--- Selected excerpt ---
※

Youth recreation leaders share their most successful afterschool activities for children. Above: YMCA Camp Tockwogh has several attractions for youth including rock wall climbing.
TV host and author Fred Rogers once said, “Play is often talked about as if it were a relief from serious learning. But for children, play is serious learning. Play is really the work of childhood.”
This sentiment holds true at Motio Recreation in Randolph, Vermont, where the afterschool climbing club teaches youth and teens how to rock climb, make climbing routes, tie knots, build trust in their peers and in themselves, and so much more.
“This has been successful because there always seems to be a need for afterschool activities,” said Lindsay Haupt, the founder of Motio Recreation. “It’s something new to many of our community members. It provides movement, but it’s a different form of athletics than many sports which makes it fun and exciting.”
The facility has several attractions for youth including an indoor field, batting cage, rock wall, springboard floor, air track, golf simulators, low-impact circuit, workout space and a multi-purpose room.

※

--- Problem description ---
In the article on afterschool activities, in which town and state is Motio Recreation located?

※

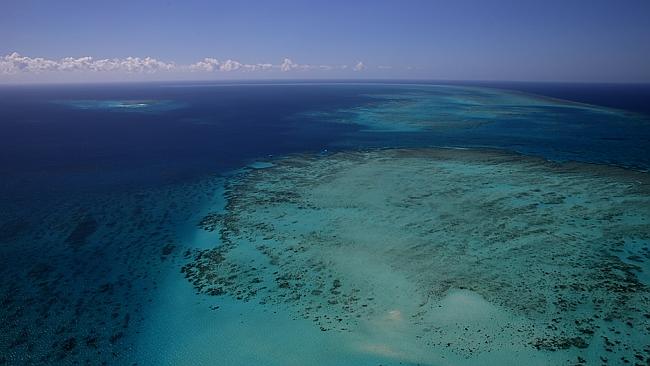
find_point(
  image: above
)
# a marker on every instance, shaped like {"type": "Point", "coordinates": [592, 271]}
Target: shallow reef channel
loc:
{"type": "Point", "coordinates": [442, 256]}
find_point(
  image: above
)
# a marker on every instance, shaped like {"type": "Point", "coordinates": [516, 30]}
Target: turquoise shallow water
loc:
{"type": "Point", "coordinates": [357, 245]}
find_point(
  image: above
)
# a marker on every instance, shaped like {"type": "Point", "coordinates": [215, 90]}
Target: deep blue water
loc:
{"type": "Point", "coordinates": [46, 145]}
{"type": "Point", "coordinates": [66, 238]}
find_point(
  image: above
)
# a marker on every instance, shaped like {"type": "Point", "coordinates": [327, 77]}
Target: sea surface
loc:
{"type": "Point", "coordinates": [336, 223]}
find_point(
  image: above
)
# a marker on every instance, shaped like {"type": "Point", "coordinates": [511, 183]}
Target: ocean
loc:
{"type": "Point", "coordinates": [321, 223]}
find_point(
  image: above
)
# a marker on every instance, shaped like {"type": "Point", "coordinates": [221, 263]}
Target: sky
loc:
{"type": "Point", "coordinates": [513, 40]}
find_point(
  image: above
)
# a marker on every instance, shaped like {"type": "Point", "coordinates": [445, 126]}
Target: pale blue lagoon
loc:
{"type": "Point", "coordinates": [323, 224]}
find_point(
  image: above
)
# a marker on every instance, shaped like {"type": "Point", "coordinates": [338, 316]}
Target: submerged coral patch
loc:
{"type": "Point", "coordinates": [141, 106]}
{"type": "Point", "coordinates": [472, 256]}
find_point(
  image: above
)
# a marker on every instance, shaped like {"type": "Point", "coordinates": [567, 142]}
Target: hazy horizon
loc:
{"type": "Point", "coordinates": [554, 41]}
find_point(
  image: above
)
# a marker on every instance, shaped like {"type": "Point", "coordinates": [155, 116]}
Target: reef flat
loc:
{"type": "Point", "coordinates": [80, 272]}
{"type": "Point", "coordinates": [140, 106]}
{"type": "Point", "coordinates": [443, 256]}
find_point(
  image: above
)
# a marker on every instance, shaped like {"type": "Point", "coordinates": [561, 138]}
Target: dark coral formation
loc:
{"type": "Point", "coordinates": [78, 275]}
{"type": "Point", "coordinates": [549, 247]}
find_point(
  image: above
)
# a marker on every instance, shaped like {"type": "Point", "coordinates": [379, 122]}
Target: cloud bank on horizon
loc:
{"type": "Point", "coordinates": [15, 63]}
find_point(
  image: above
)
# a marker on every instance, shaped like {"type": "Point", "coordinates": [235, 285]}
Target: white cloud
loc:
{"type": "Point", "coordinates": [208, 64]}
{"type": "Point", "coordinates": [15, 64]}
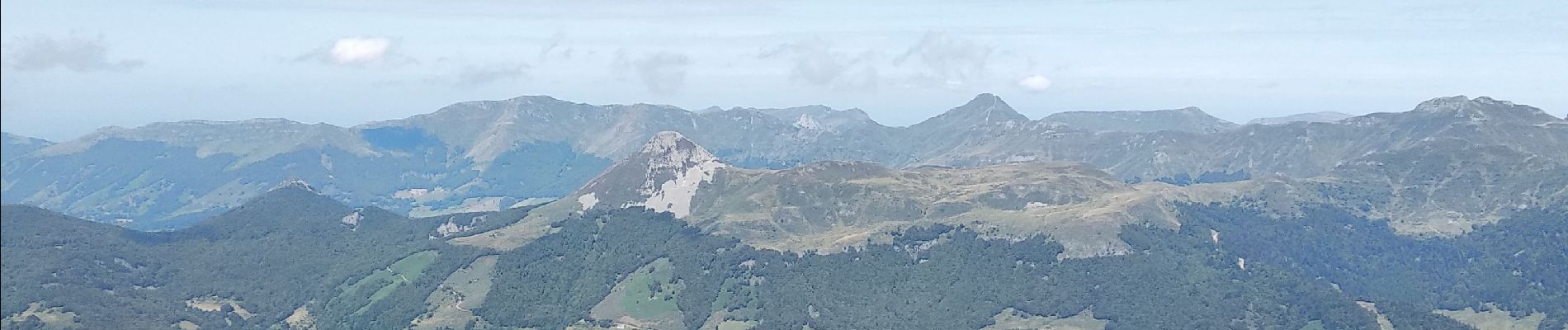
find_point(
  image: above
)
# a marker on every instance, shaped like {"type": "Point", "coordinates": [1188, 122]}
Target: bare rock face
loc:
{"type": "Point", "coordinates": [664, 176]}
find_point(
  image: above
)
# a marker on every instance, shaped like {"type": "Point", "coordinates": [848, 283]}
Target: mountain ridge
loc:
{"type": "Point", "coordinates": [489, 155]}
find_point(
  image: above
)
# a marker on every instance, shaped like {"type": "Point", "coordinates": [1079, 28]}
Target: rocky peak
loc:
{"type": "Point", "coordinates": [664, 176]}
{"type": "Point", "coordinates": [295, 183]}
{"type": "Point", "coordinates": [1183, 120]}
{"type": "Point", "coordinates": [985, 108]}
{"type": "Point", "coordinates": [1485, 108]}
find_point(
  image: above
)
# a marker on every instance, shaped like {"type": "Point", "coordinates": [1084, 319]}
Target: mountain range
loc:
{"type": "Point", "coordinates": [538, 213]}
{"type": "Point", "coordinates": [493, 155]}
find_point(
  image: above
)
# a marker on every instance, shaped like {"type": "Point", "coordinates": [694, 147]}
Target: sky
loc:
{"type": "Point", "coordinates": [69, 68]}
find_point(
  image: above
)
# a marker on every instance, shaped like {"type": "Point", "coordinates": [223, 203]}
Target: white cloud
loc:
{"type": "Point", "coordinates": [355, 50]}
{"type": "Point", "coordinates": [80, 54]}
{"type": "Point", "coordinates": [662, 73]}
{"type": "Point", "coordinates": [358, 52]}
{"type": "Point", "coordinates": [1035, 83]}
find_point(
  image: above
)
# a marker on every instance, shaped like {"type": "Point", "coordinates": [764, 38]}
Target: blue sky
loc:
{"type": "Point", "coordinates": [74, 66]}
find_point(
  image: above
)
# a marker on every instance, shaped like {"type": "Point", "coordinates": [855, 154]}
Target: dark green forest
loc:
{"type": "Point", "coordinates": [290, 249]}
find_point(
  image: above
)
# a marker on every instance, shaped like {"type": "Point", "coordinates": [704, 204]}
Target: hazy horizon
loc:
{"type": "Point", "coordinates": [68, 71]}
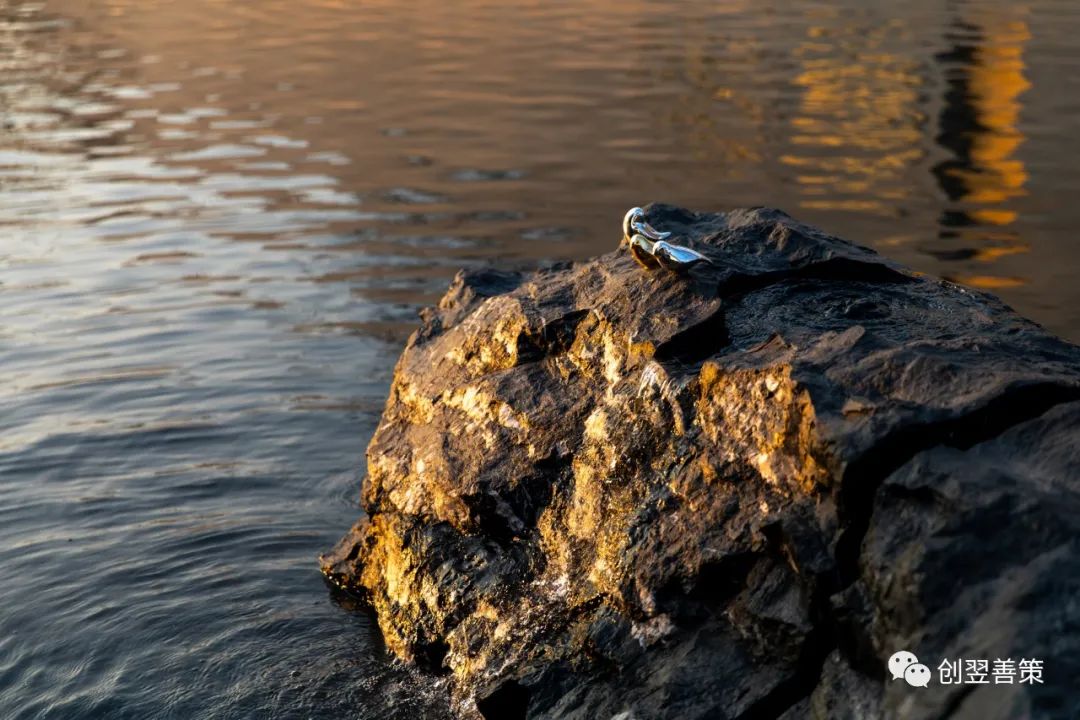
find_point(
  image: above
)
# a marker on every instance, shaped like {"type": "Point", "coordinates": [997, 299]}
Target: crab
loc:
{"type": "Point", "coordinates": [650, 247]}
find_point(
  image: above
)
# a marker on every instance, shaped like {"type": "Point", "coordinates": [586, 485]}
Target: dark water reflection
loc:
{"type": "Point", "coordinates": [217, 220]}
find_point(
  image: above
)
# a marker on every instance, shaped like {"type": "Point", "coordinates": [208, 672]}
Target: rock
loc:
{"type": "Point", "coordinates": [598, 491]}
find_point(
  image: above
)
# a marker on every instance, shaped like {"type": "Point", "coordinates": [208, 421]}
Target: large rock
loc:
{"type": "Point", "coordinates": [599, 491]}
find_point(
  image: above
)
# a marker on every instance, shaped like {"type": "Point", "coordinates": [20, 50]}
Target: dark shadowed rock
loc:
{"type": "Point", "coordinates": [605, 492]}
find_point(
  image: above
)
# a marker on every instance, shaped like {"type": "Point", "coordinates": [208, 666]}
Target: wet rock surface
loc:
{"type": "Point", "coordinates": [598, 491]}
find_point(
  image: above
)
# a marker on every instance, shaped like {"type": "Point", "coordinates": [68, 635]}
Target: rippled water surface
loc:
{"type": "Point", "coordinates": [218, 218]}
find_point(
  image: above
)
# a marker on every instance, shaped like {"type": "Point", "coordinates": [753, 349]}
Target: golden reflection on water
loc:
{"type": "Point", "coordinates": [980, 124]}
{"type": "Point", "coordinates": [858, 131]}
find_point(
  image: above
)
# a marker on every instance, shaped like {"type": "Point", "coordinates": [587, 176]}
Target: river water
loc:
{"type": "Point", "coordinates": [218, 219]}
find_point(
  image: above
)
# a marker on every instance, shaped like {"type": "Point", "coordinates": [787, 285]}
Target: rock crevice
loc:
{"type": "Point", "coordinates": [601, 491]}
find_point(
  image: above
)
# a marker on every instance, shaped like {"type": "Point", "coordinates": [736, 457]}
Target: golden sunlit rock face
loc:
{"type": "Point", "coordinates": [598, 488]}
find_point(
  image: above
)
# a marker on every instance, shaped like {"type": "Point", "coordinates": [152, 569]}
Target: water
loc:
{"type": "Point", "coordinates": [218, 218]}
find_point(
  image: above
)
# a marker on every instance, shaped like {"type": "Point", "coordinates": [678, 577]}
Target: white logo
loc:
{"type": "Point", "coordinates": [963, 671]}
{"type": "Point", "coordinates": [917, 675]}
{"type": "Point", "coordinates": [900, 662]}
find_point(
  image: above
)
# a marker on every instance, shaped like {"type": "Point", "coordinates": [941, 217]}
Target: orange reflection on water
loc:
{"type": "Point", "coordinates": [856, 132]}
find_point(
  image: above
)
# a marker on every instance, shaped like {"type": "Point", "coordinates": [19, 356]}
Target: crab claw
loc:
{"type": "Point", "coordinates": [676, 258]}
{"type": "Point", "coordinates": [640, 248]}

※

--- Response to this exercise ---
Randolph, Vermont